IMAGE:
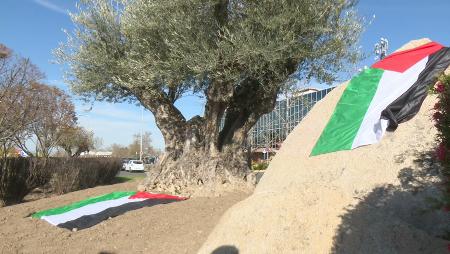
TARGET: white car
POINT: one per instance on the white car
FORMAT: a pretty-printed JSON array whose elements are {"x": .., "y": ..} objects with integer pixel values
[{"x": 135, "y": 165}]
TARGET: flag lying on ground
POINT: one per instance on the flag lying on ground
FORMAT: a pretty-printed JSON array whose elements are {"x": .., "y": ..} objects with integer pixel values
[
  {"x": 379, "y": 98},
  {"x": 91, "y": 211}
]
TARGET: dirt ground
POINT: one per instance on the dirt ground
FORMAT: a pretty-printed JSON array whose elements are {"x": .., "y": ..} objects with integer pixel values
[
  {"x": 179, "y": 227},
  {"x": 374, "y": 199}
]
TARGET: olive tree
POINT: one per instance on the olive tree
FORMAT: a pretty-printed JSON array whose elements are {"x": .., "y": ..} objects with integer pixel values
[{"x": 237, "y": 54}]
──────
WRITTEN PROBLEM: Present every line of the records above as a numbered list, omitting blank lines and leaving the pictures out.

SOLVED PROBLEM:
1. IMAGE:
2. TARGET: white car
3. POINT: one per instance on the white car
4. FORMAT: a pretty-printed JSON array whose elements are {"x": .., "y": ..} objects with integer pixel values
5. [{"x": 135, "y": 165}]
6. TARGET: flag lying on ground
7. POINT: one per instance on the flag lying on ground
8. FORMAT: a pretty-printed JSON array whose elements are {"x": .., "y": ..} objects with integer pixel values
9. [
10.   {"x": 379, "y": 98},
11.   {"x": 91, "y": 211}
12. ]
13. TARGET: dirt ground
14. POINT: one per instance on the dirt ground
15. FORMAT: a pretty-printed JSON array whose elements are {"x": .., "y": ..} objects with integer pixel values
16. [
17.   {"x": 179, "y": 227},
18.   {"x": 374, "y": 199}
19. ]
20. TARGET: olive tree
21. POINT: one per instance on the olive tree
22. FORMAT: a pretty-printed JSON array whose elements are {"x": .., "y": ..} objects with integer pixel values
23. [{"x": 237, "y": 54}]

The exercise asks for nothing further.